> [PASSAGE TO READ]:
Yes like I said I totally agree that it improves the growing potential of the soil in a lasting way but in an artificial way.
The soil and the communities of plants, fungi, bacteria, collembola, nematodes, acari and algae are a living thing that is
not something you can put in a bag. Every aspect of our biosphere was intentionally created by some organism or another.
If the stromatolites had not created our atmosphere of oxygen the air would be full of heavy metal hydrides and most things
would mutate and die before they had a chance to evolve any structures of use. Organisms everywhere are battling unbelievable
odds to create the right balance of clean air and water and micronutrient availability.
The soil is from 5-10% Iron but Iron availability is the limiting factor in all biological systems. A fungus creates a large complex molecule
just to capture a single atom of Iron. The solubility of iron is so low that it reminds me of the recipe for homeopathics, one atom/molecule
in a sphere the size of the orbit of Jupiter.
What I am saying here is that all of the things that biochar does are done better by biological systems for free.
If you farm without utilizing the biological system then you will just have a dead, energy and inputs hungry system.
There is a lot of big money going into researching the potential of biochar and I am glad to say that the science has
prevailed. Even carbon sequestration in farmland, which was being pushed by the big corporate farmers of the U.S. and
australia, was knocked back at Kyoto because everyone saw it for what it was, an attempt by these companies to turn
any future carbon credits scheme into their own slush fund.
When oil is finally too expensive to carry on the wasteful madness of the past century then the monster companies that
have grown around it will start to die. I wouldn't expect them to go without a fight though.

> [TASKS AND EXERCISES]:
1. Translate this sentence from the biochar post into Spanish: "What I am saying here is that all of the things that biochar does are done better by biological systems for free."
2. Reproduce the part of the biochar post between the words "If you farm" and "own slush fund.", inclusive.

> [Dataset records]:
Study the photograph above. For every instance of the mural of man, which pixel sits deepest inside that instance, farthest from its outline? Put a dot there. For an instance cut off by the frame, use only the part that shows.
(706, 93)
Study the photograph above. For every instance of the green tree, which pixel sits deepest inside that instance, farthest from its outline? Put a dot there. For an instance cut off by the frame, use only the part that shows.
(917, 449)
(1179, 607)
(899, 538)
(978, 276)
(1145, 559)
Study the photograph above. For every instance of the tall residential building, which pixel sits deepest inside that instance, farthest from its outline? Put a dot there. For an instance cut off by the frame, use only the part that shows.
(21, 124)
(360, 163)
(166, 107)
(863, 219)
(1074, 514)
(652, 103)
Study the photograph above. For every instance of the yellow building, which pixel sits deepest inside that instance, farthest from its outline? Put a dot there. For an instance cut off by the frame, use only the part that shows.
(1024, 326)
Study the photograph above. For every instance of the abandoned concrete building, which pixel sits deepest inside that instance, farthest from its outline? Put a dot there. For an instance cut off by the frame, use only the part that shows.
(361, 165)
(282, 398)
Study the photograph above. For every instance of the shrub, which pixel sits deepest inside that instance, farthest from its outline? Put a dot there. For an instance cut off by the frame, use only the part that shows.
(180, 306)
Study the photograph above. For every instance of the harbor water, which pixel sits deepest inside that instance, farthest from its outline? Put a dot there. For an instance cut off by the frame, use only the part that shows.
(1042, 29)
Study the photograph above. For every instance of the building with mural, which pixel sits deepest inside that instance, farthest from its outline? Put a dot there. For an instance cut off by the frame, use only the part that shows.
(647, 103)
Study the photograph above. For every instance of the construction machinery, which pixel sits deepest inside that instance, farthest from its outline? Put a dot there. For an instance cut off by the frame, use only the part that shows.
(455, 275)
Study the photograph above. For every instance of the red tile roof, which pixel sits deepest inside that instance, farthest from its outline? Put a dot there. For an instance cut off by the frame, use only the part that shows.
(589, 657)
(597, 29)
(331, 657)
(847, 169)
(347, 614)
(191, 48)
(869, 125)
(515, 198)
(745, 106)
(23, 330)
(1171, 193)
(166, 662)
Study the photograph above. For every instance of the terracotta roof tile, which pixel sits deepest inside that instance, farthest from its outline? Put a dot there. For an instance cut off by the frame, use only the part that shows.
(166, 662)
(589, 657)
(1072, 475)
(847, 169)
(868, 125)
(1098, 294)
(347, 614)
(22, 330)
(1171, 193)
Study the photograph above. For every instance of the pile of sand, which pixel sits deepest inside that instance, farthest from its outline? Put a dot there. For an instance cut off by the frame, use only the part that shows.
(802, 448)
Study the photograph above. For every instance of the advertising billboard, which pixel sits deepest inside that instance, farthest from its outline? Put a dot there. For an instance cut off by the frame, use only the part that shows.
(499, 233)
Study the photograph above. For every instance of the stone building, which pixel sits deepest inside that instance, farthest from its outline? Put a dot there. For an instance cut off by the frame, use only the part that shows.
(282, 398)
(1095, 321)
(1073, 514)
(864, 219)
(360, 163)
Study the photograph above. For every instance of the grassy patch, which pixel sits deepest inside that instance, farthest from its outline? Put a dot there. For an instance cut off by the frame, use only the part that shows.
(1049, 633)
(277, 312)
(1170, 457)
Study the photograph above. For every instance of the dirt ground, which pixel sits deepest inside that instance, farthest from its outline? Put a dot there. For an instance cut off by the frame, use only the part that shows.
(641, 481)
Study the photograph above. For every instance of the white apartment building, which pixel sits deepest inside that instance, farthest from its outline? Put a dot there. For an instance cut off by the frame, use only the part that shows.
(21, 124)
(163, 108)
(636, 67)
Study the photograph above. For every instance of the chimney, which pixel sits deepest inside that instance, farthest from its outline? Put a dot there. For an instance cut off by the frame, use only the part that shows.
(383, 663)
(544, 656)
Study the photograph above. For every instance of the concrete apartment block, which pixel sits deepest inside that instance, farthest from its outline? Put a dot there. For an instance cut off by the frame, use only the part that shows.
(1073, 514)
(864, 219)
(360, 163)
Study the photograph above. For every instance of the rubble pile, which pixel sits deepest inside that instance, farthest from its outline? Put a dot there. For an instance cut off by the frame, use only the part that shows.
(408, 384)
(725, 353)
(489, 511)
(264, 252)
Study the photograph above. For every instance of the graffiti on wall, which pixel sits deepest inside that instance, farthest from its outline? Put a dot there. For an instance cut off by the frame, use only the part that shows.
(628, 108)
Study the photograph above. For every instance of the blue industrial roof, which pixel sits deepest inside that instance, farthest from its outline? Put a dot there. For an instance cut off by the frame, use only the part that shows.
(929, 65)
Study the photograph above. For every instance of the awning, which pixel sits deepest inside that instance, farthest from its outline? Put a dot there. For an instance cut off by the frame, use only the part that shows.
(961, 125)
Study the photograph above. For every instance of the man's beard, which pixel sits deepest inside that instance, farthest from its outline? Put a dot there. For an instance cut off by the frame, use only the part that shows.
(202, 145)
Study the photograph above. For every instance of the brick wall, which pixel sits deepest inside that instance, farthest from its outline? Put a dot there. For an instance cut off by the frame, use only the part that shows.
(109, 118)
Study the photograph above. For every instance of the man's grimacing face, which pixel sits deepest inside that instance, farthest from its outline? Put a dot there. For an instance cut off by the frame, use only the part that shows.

> [ANSWERS TO THIS EXERCISE]:
1. Lo que estoy diciendo aquí es que todo lo que hace el biocarbón lo hacen mejor los sistemas biológicos, y gratis.

2.
If you farm without utilizing the biological system then you will just have a dead, energy and inputs hungry system.
There is a lot of big money going into researching the potential of biochar and I am glad to say that the science has
prevailed. Even carbon sequestration in farmland, which was being pushed by the big corporate farmers of the U.S. and
australia, was knocked back at Kyoto because everyone saw it for what it was, an attempt by these companies to turn
any future carbon credits scheme into their own slush fund.